■ Problem description ■
Transcription should be exact. Include all entries.
== Segment start ==
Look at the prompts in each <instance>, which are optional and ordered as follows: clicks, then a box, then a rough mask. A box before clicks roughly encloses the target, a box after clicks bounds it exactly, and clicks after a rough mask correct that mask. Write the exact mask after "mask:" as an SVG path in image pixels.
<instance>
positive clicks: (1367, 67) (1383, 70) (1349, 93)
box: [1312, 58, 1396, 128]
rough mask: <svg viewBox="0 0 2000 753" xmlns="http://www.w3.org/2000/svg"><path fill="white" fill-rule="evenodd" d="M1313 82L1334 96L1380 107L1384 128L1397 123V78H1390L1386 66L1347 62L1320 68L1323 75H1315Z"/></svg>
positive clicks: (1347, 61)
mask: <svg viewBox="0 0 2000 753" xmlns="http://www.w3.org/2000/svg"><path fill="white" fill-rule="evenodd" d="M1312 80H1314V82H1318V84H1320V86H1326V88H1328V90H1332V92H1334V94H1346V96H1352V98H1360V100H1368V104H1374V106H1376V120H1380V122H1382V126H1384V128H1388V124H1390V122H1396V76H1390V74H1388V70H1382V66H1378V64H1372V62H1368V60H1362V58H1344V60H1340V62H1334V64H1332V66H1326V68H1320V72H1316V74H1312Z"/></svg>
== Segment end ==
■ Final answer ■
Look at the prompts in each <instance>, which are optional and ordered as follows: clicks, then a box, then a rough mask. A box before clicks roughly encloses the target, a box after clicks bounds it exactly, and clicks after a rough mask correct that mask. Write the exact mask after "mask:" as an SVG path in image pixels.
<instance>
positive clicks: (1367, 67) (1383, 70) (1349, 93)
box: [1312, 58, 1396, 128]
rough mask: <svg viewBox="0 0 2000 753" xmlns="http://www.w3.org/2000/svg"><path fill="white" fill-rule="evenodd" d="M1313 82L1334 96L1380 107L1384 128L1397 123V78H1390L1386 66L1347 62L1320 68L1323 75H1315Z"/></svg>
positive clicks: (1347, 61)
mask: <svg viewBox="0 0 2000 753" xmlns="http://www.w3.org/2000/svg"><path fill="white" fill-rule="evenodd" d="M1312 80H1314V82H1318V84H1320V86H1326V88H1328V90H1332V92H1334V94H1346V96H1352V98H1360V100H1368V104H1374V106H1376V120H1380V122H1382V126H1384V128H1388V124H1390V122H1396V76H1390V74H1388V70H1382V66H1378V64H1372V62H1368V60H1362V58H1344V60H1340V62H1334V64H1332V66H1326V68H1320V72H1316V74H1312Z"/></svg>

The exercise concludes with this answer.